Image point grounding data

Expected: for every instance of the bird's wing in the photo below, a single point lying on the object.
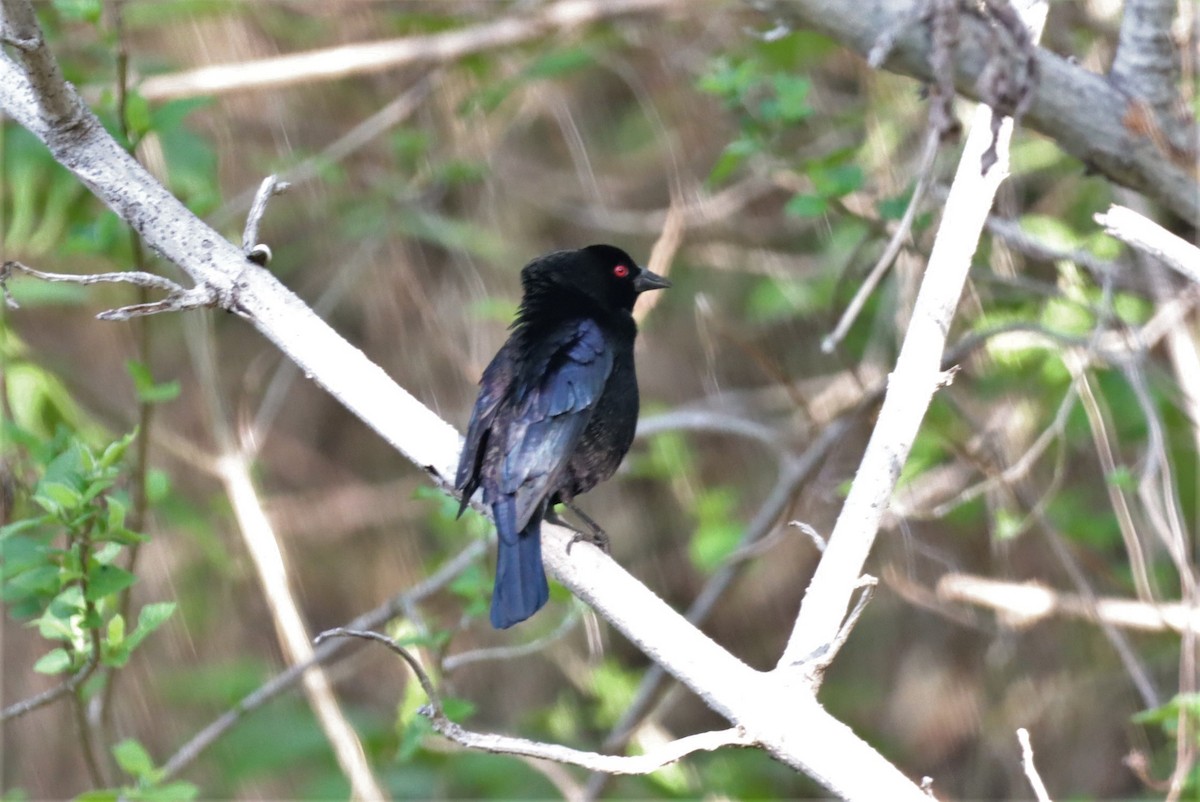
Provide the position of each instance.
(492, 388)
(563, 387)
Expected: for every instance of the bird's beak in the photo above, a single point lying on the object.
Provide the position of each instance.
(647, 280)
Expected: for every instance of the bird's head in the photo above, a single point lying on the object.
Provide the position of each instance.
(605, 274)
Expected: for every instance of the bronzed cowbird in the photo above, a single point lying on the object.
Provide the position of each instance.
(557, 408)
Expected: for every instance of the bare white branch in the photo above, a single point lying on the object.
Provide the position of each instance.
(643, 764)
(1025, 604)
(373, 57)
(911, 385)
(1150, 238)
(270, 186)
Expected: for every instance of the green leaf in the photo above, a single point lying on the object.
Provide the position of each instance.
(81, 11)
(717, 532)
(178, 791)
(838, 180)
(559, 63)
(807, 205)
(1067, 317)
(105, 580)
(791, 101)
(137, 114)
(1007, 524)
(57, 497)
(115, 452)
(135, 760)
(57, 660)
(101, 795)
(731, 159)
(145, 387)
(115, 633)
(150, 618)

■ **What you are asked to do**:
Leaving the pictures out, set down all of the data again exactly.

■ **Answer space**:
Expected: for every instance of the bird's wing in the photo below, a single point lying on the object.
Provide the position of each instance.
(492, 388)
(563, 387)
Expected: for every instance of the bird's beak in the photo above, a single point lying on the object.
Provide the position of each instance.
(647, 280)
Expected: for every instance of the bird's head in the photo above, a single point lying on the object.
Provide the position of each instance.
(605, 274)
Expected: for every instance of the bronzed cowbird in the photo above, a single point lying on the object.
Provide the position of each instance.
(557, 408)
Expected: for every instance of the bare white branch in the photo above, a single point lying on the object.
Provide the position of each instance.
(643, 764)
(1025, 604)
(373, 57)
(911, 385)
(1150, 238)
(270, 186)
Expected: for every instance of the green leaf in the photo above, a single point lying on the object.
Provide the position of each instance.
(81, 11)
(717, 532)
(178, 791)
(838, 180)
(559, 63)
(807, 205)
(1067, 317)
(105, 580)
(791, 101)
(137, 114)
(1007, 524)
(57, 497)
(115, 452)
(135, 760)
(57, 660)
(101, 795)
(731, 159)
(145, 387)
(115, 633)
(150, 618)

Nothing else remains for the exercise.